** Selected passage **
Segment Open

Another promising use of petascale systems involves building models of cells that incorporate genetic information. This will allow scientists to predict a cell’s response to different environment and substrates, and perform computational what-if questions to understand design tradeoffs in natural or man-made biological systems. For example, this type of application could be used to model highly efficient ethanol-producing microorganisms for different nutritional substrates.
“To understand the dynamics of how something works, you have to execute a simulation on a computer,” explains Stevens. “There’s no other way to do it. So in many ways, doing theory in biology is going to be equivalent to doing these complex simulations. That’s an insight that is just starting to hit lots of people.”
The computing power required to pursue some of these problems already exists today. As teraflop systems become available to more people, the opportunity for scientists to do interesting systems biology is exploding. While the hardware continues to become more accessible, building the models is the hard part.
“We don’t have enough people with a background in computing and mathematics and, at the same time, have a background in biology, to actually wire these two things together,” he says. “Most bioinformatics programs are too superficial. Because of that we have a lack of models.”

Segment Closed

** Questions **
[1] List the fields in which, according to the passage on computing in biology, people need a background in order to wire the two things together.
[2] In the passage on computing in biology, what is called the hard part while hardware keeps getting more accessible?
The lines after this passage come from a different source.

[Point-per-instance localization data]
Segment Open

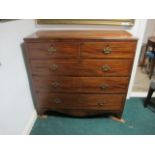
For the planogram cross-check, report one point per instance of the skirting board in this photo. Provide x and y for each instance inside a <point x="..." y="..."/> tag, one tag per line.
<point x="140" y="94"/>
<point x="30" y="123"/>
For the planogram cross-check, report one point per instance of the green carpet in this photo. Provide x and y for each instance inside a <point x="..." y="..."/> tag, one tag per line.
<point x="139" y="121"/>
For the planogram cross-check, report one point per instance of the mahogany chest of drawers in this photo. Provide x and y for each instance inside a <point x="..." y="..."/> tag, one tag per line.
<point x="80" y="73"/>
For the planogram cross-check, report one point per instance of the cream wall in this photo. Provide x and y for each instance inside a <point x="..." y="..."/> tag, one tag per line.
<point x="16" y="106"/>
<point x="17" y="113"/>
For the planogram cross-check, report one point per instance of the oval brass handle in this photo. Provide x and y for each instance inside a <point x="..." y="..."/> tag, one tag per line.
<point x="107" y="50"/>
<point x="106" y="68"/>
<point x="51" y="50"/>
<point x="57" y="100"/>
<point x="104" y="86"/>
<point x="55" y="84"/>
<point x="54" y="67"/>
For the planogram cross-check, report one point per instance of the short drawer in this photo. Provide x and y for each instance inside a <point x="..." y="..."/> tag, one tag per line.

Segment Closed

** Your responses **
[1] Computing, mathematics, and biology.

[2] Building the models.